■ TEXT SEGMENT:
★ ★ ★ ★
Sixth, following the NATO war against Yugoslavia, and under NATO auspices, Kosovo was subject to what Jan Oberg described as "the largest ethnic cleansing in the Balkan wars" (in percentage terms). What is more, this cleansing was wide-ranging, with Turks, Jews and Roma being driven out by the Kosovo Albanians along with the Serbs. Not only were the Serbs killed and driven out on a large scale (contrary to the pledges of tolerance in Security Council Resolution 1244 that ended the bombing war in June 1999), the Kosovo Albanians systematically attacked all Serb cultural institutions, including some 112 Orthodox churches and monasteries destroyed or seriously damaged (a list of 76 such churches destroyed or desecrated between June and October 1999, with many photos, is given in a Serb document entitled Crucified Kosovo, published in late 1999). The Roma were not discriminated against by the Serbs, but as described by Voice of Roma in "The Current Plight of the Kosovo Roma" (Sebastapol, CA, 2002), after the NATO occupation of Kosovo a "systematic campaign of persecution and ethnic cleansing of the Roma by extremist ethnic Albanians" took place that "some have characterized as genocide." An estimated 12,600 Roma homes have been destroyed, many were killed, and a large fraction of the Roma have left Kosovo. I would wager that Ericsson has never written on the ethnic cleansing of the Roma and others in post-bombing Kosovo-now sometimes described as " a largely outlaw province" and "the republic of heroin" (Isabel Vincent, "Crime, terror flourish in 'liberated' Kosovo," National Post [Canada], Dec. 10, 2003)--and I suspect that the Roma experience will not become part of Ericsson's "common narrative" that will facilitate reconciliation.
★ ★ ★ ★
(Data items)
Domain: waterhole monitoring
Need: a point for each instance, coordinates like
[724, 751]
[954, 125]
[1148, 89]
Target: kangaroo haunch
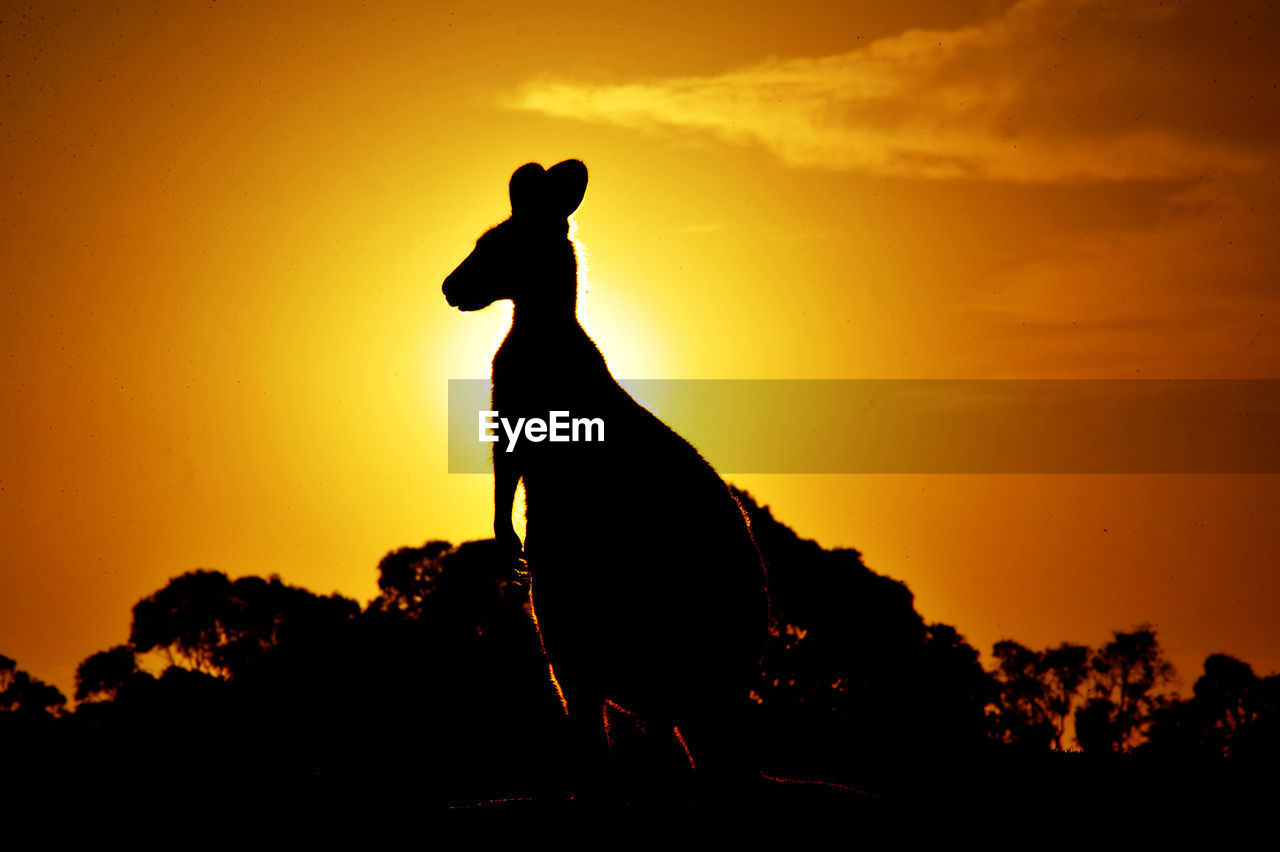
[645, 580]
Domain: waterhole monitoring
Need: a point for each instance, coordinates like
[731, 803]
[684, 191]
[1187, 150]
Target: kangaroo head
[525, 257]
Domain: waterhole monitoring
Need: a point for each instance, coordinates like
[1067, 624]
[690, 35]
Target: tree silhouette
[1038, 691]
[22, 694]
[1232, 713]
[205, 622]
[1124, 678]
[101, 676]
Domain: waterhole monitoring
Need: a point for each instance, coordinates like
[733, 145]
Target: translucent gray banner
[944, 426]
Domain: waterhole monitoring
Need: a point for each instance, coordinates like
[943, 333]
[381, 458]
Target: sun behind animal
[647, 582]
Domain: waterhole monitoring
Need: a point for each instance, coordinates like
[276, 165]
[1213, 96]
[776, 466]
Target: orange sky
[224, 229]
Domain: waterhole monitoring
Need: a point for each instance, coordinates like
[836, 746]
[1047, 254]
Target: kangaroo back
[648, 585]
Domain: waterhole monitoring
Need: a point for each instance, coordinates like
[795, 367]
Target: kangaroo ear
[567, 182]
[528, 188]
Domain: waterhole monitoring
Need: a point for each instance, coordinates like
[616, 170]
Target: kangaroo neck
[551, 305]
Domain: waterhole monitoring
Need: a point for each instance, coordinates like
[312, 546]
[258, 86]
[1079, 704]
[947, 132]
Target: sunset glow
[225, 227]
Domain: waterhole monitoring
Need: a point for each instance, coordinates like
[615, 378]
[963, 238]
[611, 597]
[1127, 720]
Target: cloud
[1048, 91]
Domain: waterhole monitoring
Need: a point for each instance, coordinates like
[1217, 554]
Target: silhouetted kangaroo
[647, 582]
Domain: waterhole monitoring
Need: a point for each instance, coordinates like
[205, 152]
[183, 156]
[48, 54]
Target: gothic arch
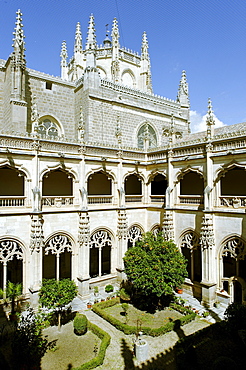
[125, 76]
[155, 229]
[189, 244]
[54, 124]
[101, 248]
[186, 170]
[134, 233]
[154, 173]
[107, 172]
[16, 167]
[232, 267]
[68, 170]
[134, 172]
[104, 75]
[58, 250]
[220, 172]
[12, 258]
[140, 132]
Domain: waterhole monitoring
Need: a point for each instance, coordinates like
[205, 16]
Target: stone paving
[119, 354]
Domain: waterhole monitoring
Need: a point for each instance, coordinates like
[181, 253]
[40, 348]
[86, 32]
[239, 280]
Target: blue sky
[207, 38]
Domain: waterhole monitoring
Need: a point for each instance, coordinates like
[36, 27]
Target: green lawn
★ ★ ★ ★
■ TASK LIST:
a: Pull out every line of the listing that contains the string "kangaroo", treating case as significant.
b: Please continue the passage on ethnic cleansing in Kosovo after the NATO bombing, starting right after its final sentence.

■ THE ANSWERS:
a:
Target: kangaroo haunch
Target: kangaroo head
Target: kangaroo back
Target: kangaroo ear
Target: kangaroo neck
Target: silhouetted kangaroo

b:
Ericsson speaks of Johnstone's and my "diminish[ing} the excesses and the number of non-Serbian victims." But while Johnstone and I never denied significant killings by the Bosnian Serbs, Ericsson has completely disappeared the excesses and numbers of Serb and Roma victims. For Ericsson, even DISCUSSING the possibility of inflated counts of his preferred victims is illegitimate. He says that Johnstone "is biased in picking her facts," but whereas Johnstone admits and discusses a wide range of facts, Ericsson ignores ALL facts that interfere with his NATO party line--he selects a Helen Ranta as truth teller and ignores her colleagues writing in a scientific journal as well as other credible sources on the Racak incident like two distinguished French journalists without an axe to grind. And as I pointed out he even misrepresents Ranta. He can't bear the notion that significant numbers of Bosnian Muslims escaped Srebrenica, so he mentions this as a Johnstone "inaccuracy," when in fact it is a widely acknowledged fact. This is bias and journalistic ineptitude at its very worst.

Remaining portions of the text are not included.